EXERCISE TEXT:
────
Metro Chabacano has been played live in other subway stations, including in Los Angeles, United States, and Toronto, Canada. Other performances of the composition include those by Ahmed Dickinson with the Santiago Quartet, Alondra de la Parra, the Brodsky Quartet, Keri-Lynn Wilson, Camerata Romeu with Andreas Neufeld, the St. Lawrence String Quartet, and the Kaia Quartet.

== Critical reception ==
Jacques Sagot wrote for La Nación that Metro Chabacano converges with the pace of the station, at first with an "uninterrupted flow of repeated notes" and then with "whistles of the violin [evoking] the braking of the machine, the squeaking of the rubber [with] the arrival of the metro train". Writing for AllMusic, Joseph Stevenson described the piece as drawing on the minimalist style associated with John Adams, though he noted that this influence recedes at times due to the sustained use of counterpoint and faster, more varied harmonic movement. He also identified a Mexican character in the work's accent patterns and rhythmic displacement within its continuous eighth-note motion, comparing this quality to Carlos Chávez's Sinfonía india. Julian Haylock described the composition as "rhythmically seductive".
────
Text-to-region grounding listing
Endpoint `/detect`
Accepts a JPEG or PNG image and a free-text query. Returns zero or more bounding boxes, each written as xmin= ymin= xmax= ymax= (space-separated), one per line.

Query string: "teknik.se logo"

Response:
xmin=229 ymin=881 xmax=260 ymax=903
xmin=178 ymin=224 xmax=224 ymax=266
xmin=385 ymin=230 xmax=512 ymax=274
────
DIRECTIONS:
- 1) Retype the part of the Metro Chabacano text starting at "Metro Chabacano has" and ending at "the Kaia Quartet.".
- 2) Name every writer whose assessment of the piece is reported in the critical reception section of the Metro Chabacano text.

LIST OF SOLUTIONS:
- 1)
Metro Chabacano has been played live in other subway stations, including in Los Angeles, United States, and Toronto, Canada. Other performances of the composition include those by Ahmed Dickinson with the Santiago Quartet, Alondra de la Parra, the Brodsky Quartet, Keri-Lynn Wilson, Camerata Romeu with Andreas Neufeld, the St. Lawrence String Quartet, and the Kaia Quartet.

- 2)
Jacques Sagot
Joseph Stevenson
Julian Haylock